* [Your assignment] From the first line of the listing to the last, set down everything exactly, but skip the images.

* [Listed entries]
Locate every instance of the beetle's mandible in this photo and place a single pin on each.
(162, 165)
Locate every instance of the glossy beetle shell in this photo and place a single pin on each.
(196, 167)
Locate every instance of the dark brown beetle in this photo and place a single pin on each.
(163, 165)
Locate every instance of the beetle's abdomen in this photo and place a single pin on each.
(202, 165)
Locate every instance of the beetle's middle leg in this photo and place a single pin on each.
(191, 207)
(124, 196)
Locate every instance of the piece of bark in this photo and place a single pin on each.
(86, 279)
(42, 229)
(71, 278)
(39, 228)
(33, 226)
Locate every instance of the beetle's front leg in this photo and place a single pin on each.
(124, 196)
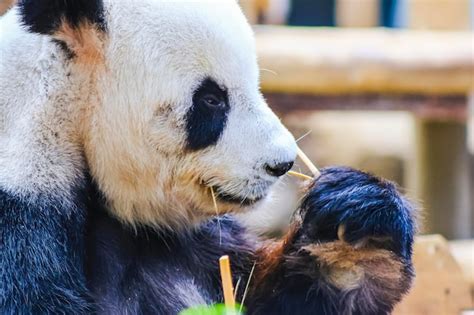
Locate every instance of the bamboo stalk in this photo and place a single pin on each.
(308, 163)
(227, 286)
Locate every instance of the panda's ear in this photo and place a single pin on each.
(79, 25)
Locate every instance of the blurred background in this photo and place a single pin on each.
(386, 86)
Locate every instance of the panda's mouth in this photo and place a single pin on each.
(235, 199)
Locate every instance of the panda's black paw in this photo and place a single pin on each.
(360, 209)
(355, 241)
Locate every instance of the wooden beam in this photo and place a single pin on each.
(329, 61)
(432, 107)
(440, 286)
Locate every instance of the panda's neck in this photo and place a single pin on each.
(40, 139)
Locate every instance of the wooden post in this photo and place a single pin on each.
(439, 14)
(250, 9)
(356, 13)
(443, 176)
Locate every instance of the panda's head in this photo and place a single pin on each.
(174, 108)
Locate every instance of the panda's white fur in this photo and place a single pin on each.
(122, 114)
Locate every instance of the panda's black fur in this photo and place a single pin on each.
(61, 252)
(45, 16)
(41, 253)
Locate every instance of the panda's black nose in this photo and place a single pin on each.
(278, 169)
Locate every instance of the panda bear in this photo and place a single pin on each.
(119, 121)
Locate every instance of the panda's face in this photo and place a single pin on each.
(180, 114)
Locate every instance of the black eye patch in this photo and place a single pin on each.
(206, 120)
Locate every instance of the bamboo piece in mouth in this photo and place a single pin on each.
(300, 175)
(308, 163)
(227, 286)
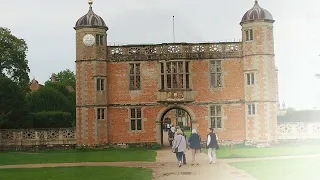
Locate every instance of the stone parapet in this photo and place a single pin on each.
(174, 51)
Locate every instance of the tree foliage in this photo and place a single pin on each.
(70, 95)
(12, 103)
(13, 62)
(67, 77)
(48, 99)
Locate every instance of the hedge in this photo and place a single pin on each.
(52, 119)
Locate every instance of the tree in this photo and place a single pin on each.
(70, 95)
(67, 77)
(48, 99)
(51, 108)
(12, 104)
(13, 62)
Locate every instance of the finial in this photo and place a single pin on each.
(90, 2)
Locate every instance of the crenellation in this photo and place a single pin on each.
(174, 51)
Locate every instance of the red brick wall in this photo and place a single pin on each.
(233, 81)
(119, 123)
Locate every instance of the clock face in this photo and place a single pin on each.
(89, 40)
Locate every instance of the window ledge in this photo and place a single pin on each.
(136, 131)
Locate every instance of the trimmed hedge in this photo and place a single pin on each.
(300, 116)
(52, 119)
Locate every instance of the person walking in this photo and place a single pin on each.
(212, 145)
(171, 133)
(179, 146)
(184, 159)
(195, 145)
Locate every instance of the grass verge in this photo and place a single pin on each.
(70, 156)
(77, 173)
(293, 169)
(242, 151)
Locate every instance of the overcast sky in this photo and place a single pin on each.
(47, 26)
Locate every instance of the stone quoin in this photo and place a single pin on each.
(124, 91)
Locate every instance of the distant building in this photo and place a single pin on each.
(124, 92)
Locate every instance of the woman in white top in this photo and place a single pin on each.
(179, 146)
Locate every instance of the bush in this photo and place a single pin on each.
(52, 119)
(156, 146)
(48, 99)
(186, 128)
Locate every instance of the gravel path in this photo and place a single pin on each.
(166, 168)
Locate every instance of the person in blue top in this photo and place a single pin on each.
(195, 145)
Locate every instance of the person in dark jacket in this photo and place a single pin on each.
(195, 145)
(184, 154)
(212, 144)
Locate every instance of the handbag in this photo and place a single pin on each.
(176, 149)
(218, 147)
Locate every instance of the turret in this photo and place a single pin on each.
(91, 79)
(259, 74)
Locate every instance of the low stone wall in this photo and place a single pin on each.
(65, 138)
(298, 130)
(15, 139)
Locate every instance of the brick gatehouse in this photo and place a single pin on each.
(124, 92)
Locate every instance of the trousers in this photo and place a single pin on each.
(179, 156)
(212, 155)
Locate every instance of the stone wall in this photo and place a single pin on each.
(298, 130)
(37, 137)
(17, 138)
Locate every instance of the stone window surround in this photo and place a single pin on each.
(222, 74)
(251, 76)
(249, 35)
(128, 121)
(100, 39)
(101, 81)
(223, 117)
(184, 74)
(100, 113)
(251, 106)
(134, 89)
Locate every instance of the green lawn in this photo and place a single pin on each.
(68, 156)
(241, 151)
(282, 169)
(77, 173)
(187, 133)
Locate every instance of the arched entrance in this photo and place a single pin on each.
(174, 115)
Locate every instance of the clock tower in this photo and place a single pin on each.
(91, 79)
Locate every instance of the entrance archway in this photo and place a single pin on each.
(174, 115)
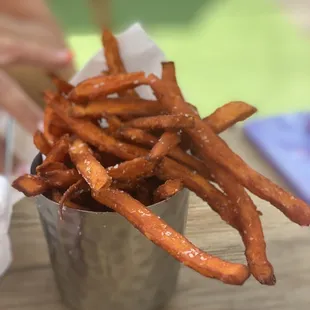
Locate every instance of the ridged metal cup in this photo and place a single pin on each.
(102, 262)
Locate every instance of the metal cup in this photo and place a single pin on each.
(102, 262)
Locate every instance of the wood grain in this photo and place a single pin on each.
(29, 283)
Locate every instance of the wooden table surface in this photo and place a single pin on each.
(29, 284)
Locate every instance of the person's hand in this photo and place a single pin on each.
(28, 35)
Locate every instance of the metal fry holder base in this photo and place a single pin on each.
(101, 261)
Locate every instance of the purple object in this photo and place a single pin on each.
(284, 140)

* [Output for this task]
Locate every instance of the beetle's mandible in this photo and place a single pin on each.
(162, 165)
Locate every instance of the glossy beetle shell in this photo and place a single pin on each.
(196, 167)
Locate every instance of the dark brown beetle in this photo and place a single pin on each.
(163, 165)
Locate every instance of the beetle's abdomen in this photo and place a single pin on each.
(202, 165)
Locate every instance of the beetle's middle leg in this photo and place a single pin on each.
(191, 207)
(124, 196)
Locate every instance of the piece of bark in this photo and place a single pin on each.
(86, 279)
(42, 229)
(71, 278)
(39, 228)
(33, 226)
Locate every instance of the beetle's front leg in this photo and place a single pin on each.
(124, 196)
Locate every instance of the bamboo stalk in this photo and place a single pin on each.
(308, 163)
(227, 286)
Locate every instance of the panda's ear in this photo and place a single pin on each.
(79, 25)
Locate every instance of the blurred background in this photo and place a single pin on each.
(386, 86)
Locate every instance of the panda's mouth in this photo and place a single pin on each.
(235, 199)
Locate every instance of the panda's black paw in this photo and place a single pin on each.
(360, 209)
(355, 241)
Locate every instance of the wooden beam in this photo and place a single pin on each.
(329, 61)
(432, 107)
(440, 286)
Locate every instance of the panda's neck in this photo and place a single pin on each.
(40, 139)
Locate every instance of the wooden post in this photo and place a single pin on each.
(439, 14)
(250, 9)
(356, 13)
(443, 176)
Locate every instance of the panda's head in this photo and place a single pin on each.
(174, 108)
Locate every instance of the panda's white fur in this photo and place a single pin on each.
(122, 114)
Locate every instance of the panda's black fur in this photo and place a single pin on each.
(61, 252)
(45, 16)
(41, 253)
Locate every instance of the panda's black nose in this photo and place a single pin on each.
(278, 169)
Locate every instance of the panda bear in this photo and place a single pin on each.
(119, 121)
Locate every instance of the panda's face in this photo and place a single pin on each.
(180, 114)
Locate every instance of the black eye patch in this photo and place a single pin on each.
(206, 120)
Locate every instance of the bamboo piece in mouth in this photo and place a single pin on each.
(300, 175)
(308, 163)
(227, 286)
Locate every instance of the stone parapet in this photo and place a single pin on each.
(174, 51)
Locate every instance of the tree foliage in this photo and place a single pin on each.
(70, 95)
(12, 103)
(13, 62)
(67, 77)
(48, 99)
Locate every instance of the hedge in this photo and place a single pin on each.
(52, 119)
Locate every instance of the tree in this photo and place a single pin on each.
(70, 95)
(67, 77)
(48, 99)
(51, 108)
(12, 104)
(13, 62)
Locate every instance of the finial in this photo and place a single pin on each.
(90, 2)
Locate every instance of the crenellation in this photo and place a single pin on each.
(174, 51)
Locate every instance of the red brick wall in this photo and place a single pin on each.
(233, 81)
(119, 123)
Locate every instance of the clock face in this photo and place a single pin on each.
(89, 40)
Locate every instance of the window ledge in this photo and place a single pin on each.
(136, 131)
Locate every instance of the trimmed hedge in this photo and place a single pin on each.
(300, 116)
(52, 119)
Locate every instance of the person walking in this photo and place a single pin on each.
(212, 145)
(171, 133)
(179, 146)
(184, 159)
(195, 145)
Locate every instance of the grass verge in this photo and place a single pin on each.
(70, 156)
(77, 173)
(293, 169)
(242, 151)
Locate every instance of the overcast sky in this photo and place a single pin on each.
(47, 26)
Locate every instance of the stone quoin in this photo and place a single pin on each.
(124, 91)
Locate every instance of the distant building in this photo and place a single pin on each.
(124, 92)
Locate every instance of the woman in white top in this photo and place a single pin on each.
(179, 146)
Locate every instance of the bush in this photo and place a single pin on each.
(52, 119)
(156, 146)
(48, 99)
(186, 128)
Locate every instance of the gravel path in this photo and place a single pin on each.
(166, 168)
Locate every instance of the person in blue top in this photo and place a single pin on each.
(195, 145)
Locate every instance of the person in dark jacket in this photo and place a single pin on each.
(195, 145)
(184, 154)
(212, 144)
Locate every instance of the handbag in this photo and place a single pin on each.
(176, 149)
(218, 147)
Locate every instance of the turret in this photo and place a single pin on each.
(91, 79)
(259, 74)
Locate every instance of the low stone wall in this photo and place a single pin on each.
(65, 138)
(298, 130)
(15, 139)
Locate every instance of the brick gatehouse in this photo and place a single pin on each.
(124, 92)
Locate every instance of the trousers in this photo and place a single pin on each.
(179, 156)
(212, 155)
Locate every instance of the stone wall in this photo and place a single pin on each.
(298, 130)
(37, 137)
(17, 138)
Locate every instance of the stone window surround in this photo and place a single pin on each.
(222, 74)
(251, 76)
(249, 35)
(128, 121)
(100, 39)
(101, 81)
(223, 117)
(184, 74)
(100, 113)
(251, 106)
(134, 89)
Locate every instance of the green lawn in this photo and place a single pin on each.
(68, 156)
(241, 151)
(282, 169)
(77, 173)
(187, 133)
Locate every instance of the arched entrance in this photo and place a single pin on each.
(174, 115)
Locate every instance of the clock tower in this photo and place a single pin on each.
(91, 79)
Locate every instance of the entrance archway in this photo and place a single pin on each.
(174, 115)
Locate every instance of the ridged metal cup in this photo and place a single pin on each.
(102, 262)
Locate every instance of the metal cup in this photo and place a single pin on each.
(102, 262)
Locate every instance of the wood grain in this photo and place a single pin on each.
(29, 283)
Locate every instance of the wooden table surface in this photo and place a single pin on each.
(29, 284)
Locate every instance of the person's hand in this photo and place a single pin on each.
(28, 35)
Locate every instance of the metal fry holder base in this photo and place a single pin on each.
(101, 261)
Locate every instance of the purple object in this photo and place a single pin on each.
(284, 140)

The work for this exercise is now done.